%%

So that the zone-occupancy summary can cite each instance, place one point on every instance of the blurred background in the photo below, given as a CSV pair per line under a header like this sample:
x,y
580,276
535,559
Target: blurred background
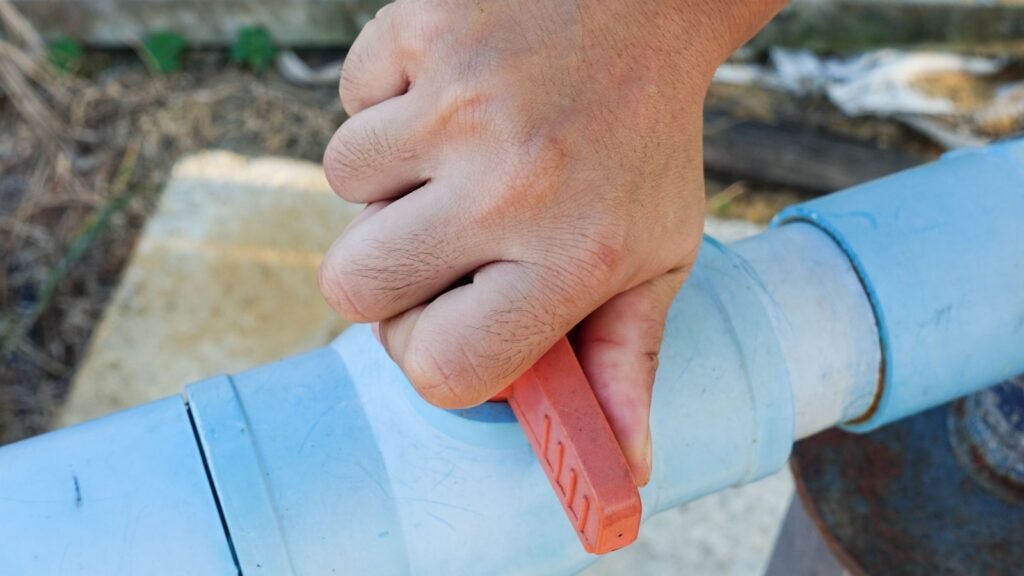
x,y
107,108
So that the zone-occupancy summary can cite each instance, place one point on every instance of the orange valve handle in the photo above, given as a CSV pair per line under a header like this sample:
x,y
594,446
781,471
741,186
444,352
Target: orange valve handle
x,y
571,438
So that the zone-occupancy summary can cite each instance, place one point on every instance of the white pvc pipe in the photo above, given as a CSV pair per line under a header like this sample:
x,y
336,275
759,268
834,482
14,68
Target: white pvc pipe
x,y
825,324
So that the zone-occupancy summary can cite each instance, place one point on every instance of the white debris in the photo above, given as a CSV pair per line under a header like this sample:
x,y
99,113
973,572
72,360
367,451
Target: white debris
x,y
894,84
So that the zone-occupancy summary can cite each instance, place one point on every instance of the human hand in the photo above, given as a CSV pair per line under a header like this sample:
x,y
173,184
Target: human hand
x,y
528,167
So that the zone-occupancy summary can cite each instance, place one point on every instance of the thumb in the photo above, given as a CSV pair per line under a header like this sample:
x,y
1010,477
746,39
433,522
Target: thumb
x,y
617,346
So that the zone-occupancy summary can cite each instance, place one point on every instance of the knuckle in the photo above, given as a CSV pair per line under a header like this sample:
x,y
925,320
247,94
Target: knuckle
x,y
358,151
465,107
338,292
441,379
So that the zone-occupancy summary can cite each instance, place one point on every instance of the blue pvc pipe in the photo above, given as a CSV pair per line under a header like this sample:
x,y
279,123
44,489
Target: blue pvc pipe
x,y
329,462
940,251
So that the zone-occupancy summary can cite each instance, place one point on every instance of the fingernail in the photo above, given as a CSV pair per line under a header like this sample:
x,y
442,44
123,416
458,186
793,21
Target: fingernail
x,y
647,458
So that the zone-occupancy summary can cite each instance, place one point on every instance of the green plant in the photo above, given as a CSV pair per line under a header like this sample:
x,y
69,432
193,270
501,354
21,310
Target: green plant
x,y
253,47
162,51
65,54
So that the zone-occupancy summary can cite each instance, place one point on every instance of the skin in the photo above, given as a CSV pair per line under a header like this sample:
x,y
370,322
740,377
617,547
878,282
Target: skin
x,y
530,168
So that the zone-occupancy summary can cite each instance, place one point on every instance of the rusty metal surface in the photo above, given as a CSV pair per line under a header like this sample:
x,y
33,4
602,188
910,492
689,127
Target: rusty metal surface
x,y
897,502
987,435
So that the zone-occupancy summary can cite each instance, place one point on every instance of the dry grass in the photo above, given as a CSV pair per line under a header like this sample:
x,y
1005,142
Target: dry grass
x,y
82,159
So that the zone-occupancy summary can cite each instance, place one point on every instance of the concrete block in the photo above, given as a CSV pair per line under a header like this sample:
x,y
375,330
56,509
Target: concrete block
x,y
223,279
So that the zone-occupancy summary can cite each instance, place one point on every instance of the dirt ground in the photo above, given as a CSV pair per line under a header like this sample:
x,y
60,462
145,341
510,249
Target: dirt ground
x,y
79,179
73,200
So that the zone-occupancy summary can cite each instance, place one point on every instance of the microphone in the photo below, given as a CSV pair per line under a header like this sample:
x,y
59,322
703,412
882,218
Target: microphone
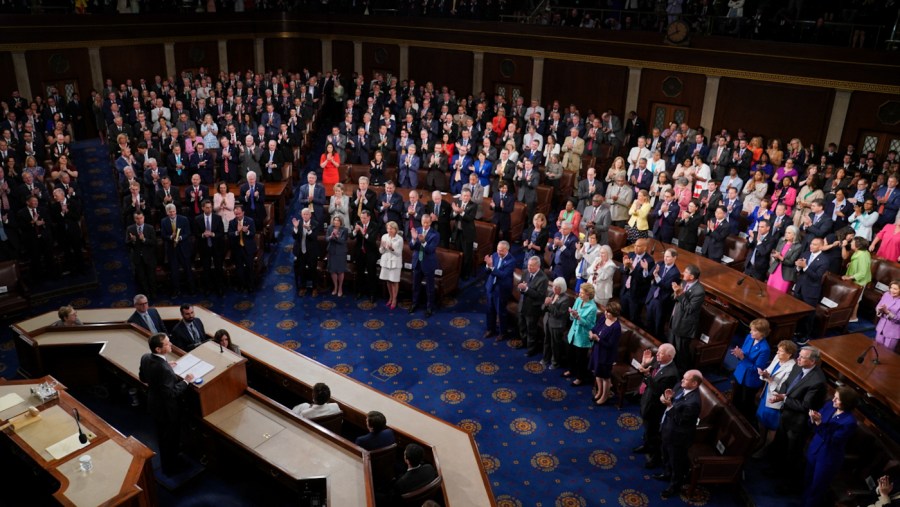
x,y
81,436
862,357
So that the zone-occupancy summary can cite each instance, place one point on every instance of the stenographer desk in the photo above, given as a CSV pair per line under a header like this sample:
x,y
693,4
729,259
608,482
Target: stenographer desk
x,y
750,300
121,474
464,479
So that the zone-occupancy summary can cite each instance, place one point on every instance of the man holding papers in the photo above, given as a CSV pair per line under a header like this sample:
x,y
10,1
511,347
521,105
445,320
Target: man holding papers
x,y
165,387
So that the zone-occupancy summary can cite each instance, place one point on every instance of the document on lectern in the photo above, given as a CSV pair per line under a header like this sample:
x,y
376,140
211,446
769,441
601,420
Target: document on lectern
x,y
190,363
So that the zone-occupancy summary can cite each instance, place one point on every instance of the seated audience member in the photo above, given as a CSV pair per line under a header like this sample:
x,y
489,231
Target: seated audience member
x,y
68,317
224,339
379,434
320,408
417,473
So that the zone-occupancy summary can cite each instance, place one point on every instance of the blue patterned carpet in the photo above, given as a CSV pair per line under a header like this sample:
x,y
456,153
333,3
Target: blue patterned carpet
x,y
543,442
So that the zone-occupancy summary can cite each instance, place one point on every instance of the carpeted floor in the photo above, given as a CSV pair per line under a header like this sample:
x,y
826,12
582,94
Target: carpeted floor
x,y
542,441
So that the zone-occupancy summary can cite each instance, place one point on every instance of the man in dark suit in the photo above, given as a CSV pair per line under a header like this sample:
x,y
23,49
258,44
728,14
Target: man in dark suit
x,y
305,252
441,213
803,390
685,323
176,234
424,263
716,232
464,212
141,243
500,268
663,217
164,389
659,300
312,196
146,317
252,196
659,375
563,247
637,276
762,241
810,270
209,237
242,232
677,428
417,474
368,235
533,290
189,332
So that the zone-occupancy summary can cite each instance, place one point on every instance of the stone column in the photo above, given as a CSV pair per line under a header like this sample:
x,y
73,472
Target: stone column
x,y
838,116
223,55
477,72
537,80
21,69
631,94
96,68
710,96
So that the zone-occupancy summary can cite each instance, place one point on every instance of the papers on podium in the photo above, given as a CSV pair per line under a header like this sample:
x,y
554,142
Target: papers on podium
x,y
190,363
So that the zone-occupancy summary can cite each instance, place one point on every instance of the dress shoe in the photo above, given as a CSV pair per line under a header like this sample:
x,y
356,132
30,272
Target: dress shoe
x,y
671,491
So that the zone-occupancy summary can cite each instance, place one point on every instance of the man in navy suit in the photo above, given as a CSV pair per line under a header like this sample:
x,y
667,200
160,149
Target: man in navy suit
x,y
162,399
637,276
762,241
189,332
679,423
146,317
500,267
659,299
503,203
209,236
663,217
810,270
176,233
242,231
563,248
312,195
817,224
424,263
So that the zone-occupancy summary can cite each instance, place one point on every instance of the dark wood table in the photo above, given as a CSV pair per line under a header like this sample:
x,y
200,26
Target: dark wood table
x,y
879,381
750,300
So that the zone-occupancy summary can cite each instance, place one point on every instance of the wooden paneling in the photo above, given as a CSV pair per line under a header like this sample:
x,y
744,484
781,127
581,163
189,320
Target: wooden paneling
x,y
863,116
589,86
342,57
51,66
380,57
193,55
442,67
773,110
654,87
133,62
494,73
8,77
293,54
240,55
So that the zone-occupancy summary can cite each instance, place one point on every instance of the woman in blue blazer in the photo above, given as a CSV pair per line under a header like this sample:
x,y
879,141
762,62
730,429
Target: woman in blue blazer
x,y
754,355
833,427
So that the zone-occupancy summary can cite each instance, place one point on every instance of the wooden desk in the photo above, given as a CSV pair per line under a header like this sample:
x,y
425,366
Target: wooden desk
x,y
122,473
879,382
721,283
465,481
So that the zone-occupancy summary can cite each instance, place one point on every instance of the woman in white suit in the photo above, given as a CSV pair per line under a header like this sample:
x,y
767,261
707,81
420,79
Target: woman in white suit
x,y
601,274
768,414
391,261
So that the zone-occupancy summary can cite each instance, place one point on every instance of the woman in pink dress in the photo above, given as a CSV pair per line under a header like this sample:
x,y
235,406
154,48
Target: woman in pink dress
x,y
782,272
887,331
889,237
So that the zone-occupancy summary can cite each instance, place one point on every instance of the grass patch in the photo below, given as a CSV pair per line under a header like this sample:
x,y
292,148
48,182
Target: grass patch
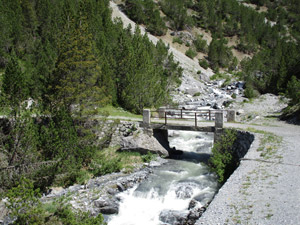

%%

_Problem statement_
Copy out the entries verbatim, but skip every picture.

_Solved problem_
So that the zone-occupancy summary can cite each instance, place one point on every instance of the blurred background in the photo below, given as a CSV pair per line under a header like this sample:
x,y
580,276
535,559
Target: blurred background
x,y
107,108
So that the zone-occupancy summary can cite each instance, place one point on every instance of the orange valve handle in the photo above, given as a CSV pair per line under a header like this sample:
x,y
594,446
781,471
741,186
444,352
Target: orange valve handle
x,y
571,438
So that the zone-occupancy summary can cite each instance, place one point on every instance of the white pvc pipe in the photo above, given as a CSV pair per line under a header like this sample:
x,y
336,275
759,268
834,482
14,68
Target: white pvc pipe
x,y
825,324
So that the zone-occupancy summary can cite each instance, place one point on every instance of the white debris in the photo above, given as a CSV pair per line under a header like this sample:
x,y
99,113
973,572
72,360
367,451
Target: white debris
x,y
894,84
So that the zone-occupancy summary can cite each instance, place one point on every instance of the human hand in the photo above, given as a CSV pair per line under a header like this sample:
x,y
173,184
Target: human hand
x,y
528,167
So that the zone-occupancy summary can cite each instance, place one point on every instance of the thumb in the photo above, given as a CSV pair per line under a header like this sample:
x,y
1010,477
746,39
433,522
Target: thumb
x,y
617,346
So that the zone-occupancy summary can cite each instance, place one point on every instance of the knuckle in the photo above, given as a CSV pair per line under a header like this sample:
x,y
925,320
247,94
Target: knuckle
x,y
358,151
465,107
338,292
441,379
So that the zone-occupancy summary can cite each instance, place one point on every instance of the blue pvc pipe in the photo above, given as a CSV pair per line under a header like this sample:
x,y
279,123
44,489
Target: blue pvc pipe
x,y
329,462
940,251
So that the zone-occupancy summary can cite each instance, place one point on every instance of the fingernail in the photo above, given as a CSV pair per line under a header like this sample:
x,y
442,44
123,416
458,186
793,21
Target: fingernail
x,y
647,458
So that the zone-occupancy summary can cite each instance, place one point on every instance of the green plant in the photo above, given as a CSV pair per line under a header like this sample:
x,y
69,432
193,270
501,354
21,310
Target: green plant
x,y
253,47
162,51
65,54
So that the zone-occupancy summary can cite each instance, place one point on every instance of the skin in the photo above, given as a CSV pair per line under a header like this sample:
x,y
370,322
740,377
617,547
878,282
Target: skin
x,y
530,168
So that the zone-occupancy summary can cite each instance, place one point on every instance of the rusty metal surface in the photo above, given as a CSV pair per line under a header like this sample:
x,y
33,4
602,188
910,492
689,127
Target: rusty metal surface
x,y
897,502
987,435
So that the zone-occupancy summary can cite each instance, place one point on every instance of the dry grass in the photo above, given as a CSV pair per line under a header like this sample:
x,y
1005,142
Target: dry grass
x,y
82,159
So that the zone-occupancy summary can cite each instance, place one point on every instance of the concrete block in the photo above, given as a CSV pair per line under a header like this sample:
x,y
375,330
56,509
Target: concrete block
x,y
223,279
So that the zone-occupancy summary can cite each instance, place one point on every instance of the dirt ground in the photo above, given as a CSV pair per line under a header like this sample:
x,y
60,462
145,341
510,249
Target: dirt ground
x,y
79,179
73,200
So that the zone-occupancy summary can cite each instance, place one point on every instance of the microphone in the photo below, given as a CSV pair per line under a header like this sample:
x,y
59,322
703,412
882,218
Target: microphone
x,y
81,436
862,357
So that the zone-occupancy summary can cite each instance, place one point on every instance of the stenographer desk in the photo above, given as a CSV pair per line under a header like this sample:
x,y
693,4
729,259
608,482
Target: stenographer desk
x,y
750,300
121,474
464,479
So that the zone-occupancy summary can cite each instance, place one point on every instance of the man holding papers in the photo above, given as a CSV pair per line under a header like this sample:
x,y
10,1
511,347
521,105
445,320
Target: man holding papers
x,y
165,387
So that the zone-occupancy summary can cite each instance, place one point on every instance of the document on lectern in the photo above, given as a CSV pair per line under a header like this sample:
x,y
376,140
211,446
769,441
601,420
Target: document on lectern
x,y
190,363
So that the zone-occupancy summary can cite each instance, place one point on every instance of the seated audience member in the photo above, given as a CSV pair per line under a header like this sample:
x,y
489,231
Target: seated audience member
x,y
68,317
224,339
379,434
320,408
417,473
So that the zone-occupancy summary can cite each instance, place one point on every instance of the blue patterned carpet in the photo above, given as a CSV pair per line under a header like this sample:
x,y
456,153
333,3
Target: blue patterned carpet
x,y
543,442
So that the zone-occupancy summary can cite each instance, place one point on every instance of the carpeted floor in the photo above, given as a CSV pair per line under a header like this sample:
x,y
826,12
582,94
Target: carpeted floor
x,y
542,441
So that the zone-occupancy summary can cite each instance, place one point on every instance of the man in dark suit in the photo above, given as a CSV pair per line under a header like this sample:
x,y
23,49
258,44
728,14
Target: man in dark suit
x,y
305,252
441,213
803,390
685,323
176,234
424,263
716,232
464,212
141,243
500,268
663,217
164,389
659,300
312,196
146,317
252,196
659,375
563,247
637,276
762,241
810,270
209,237
242,232
677,428
417,474
368,235
533,290
189,332
So that the zone-occupancy summary can cite each instance, place one point on every instance of the stone column in the photo above, given as a CSV pair per line under a header like this sample:
x,y
73,472
Target: stone column
x,y
838,116
223,55
477,72
537,80
21,69
631,94
96,68
710,96
So that the zone-occupancy summary can cite each instance, place one point on every instance of the papers on podium in the photo above, given as a CSV pair per line under a header like this sample:
x,y
554,142
Target: papers on podium
x,y
190,363
So that the zone-occupancy summary can cite each instance, place one point on every instance of the dress shoe in the photo above, given as a CSV pair per line under a header like this sample:
x,y
356,132
30,272
Target: dress shoe
x,y
671,491
So that the zone-occupancy summary can cite each instance, place one point on every instance of the man in navy suit in the photo above, given as a CSV pair per line under a header like this sample:
x,y
667,200
160,149
Target: man in navy suit
x,y
162,399
637,276
762,241
189,332
679,423
146,317
500,267
659,299
503,203
209,236
663,217
810,270
176,233
242,231
563,248
312,195
817,224
424,263
So that the zone-occupancy summary can cite each instance, place one point on every instance of the dark wood table in the photo above, given as a CSV pair per line under a header like this sample:
x,y
200,26
Target: dark wood table
x,y
879,381
750,300
So that the zone-occupancy summary can cite each instance, place one point on every instance of the wooden paneling in the photo above, given as a CSV pair per line under a header like this sample:
x,y
744,484
781,127
581,163
189,320
Target: wooden paneling
x,y
863,116
589,86
342,57
51,66
380,57
193,55
442,67
773,110
654,87
133,62
494,73
8,77
293,54
240,55
So that the zone-occupancy summary can cite each instance, place one point on every instance of the woman in blue blazer in the photo above, given as a CSV pair per line under a header like this sample:
x,y
879,141
762,62
730,429
Target: woman in blue blazer
x,y
754,355
833,427
So that the zone-occupancy summary can cite each instance, place one point on every instance of the wooden desk in the photo above, given as a CSV pair per line under a header like this sample:
x,y
425,366
Target: wooden desk
x,y
122,473
879,382
721,283
465,481
So that the zone-occupancy summary can cite each instance, place one point on every instance of the woman in white suit in the photo above, given as a CSV pair per line under a header like this sample:
x,y
767,261
707,81
420,79
Target: woman in white suit
x,y
601,274
768,414
391,261
So that the zone-occupancy summary can cite each instance, place one point on every instance of the woman in pink dress in the photo above, given as a CSV pair per line under a header like this sample:
x,y
235,406
154,48
Target: woman in pink dress
x,y
782,272
887,331
889,237
So that the zone-occupancy summary can cite each instance, place one point on every instance of the grass patch in the photo below, given as a CSV pair per line under a header like this sample:
x,y
292,148
48,182
Target: grass patch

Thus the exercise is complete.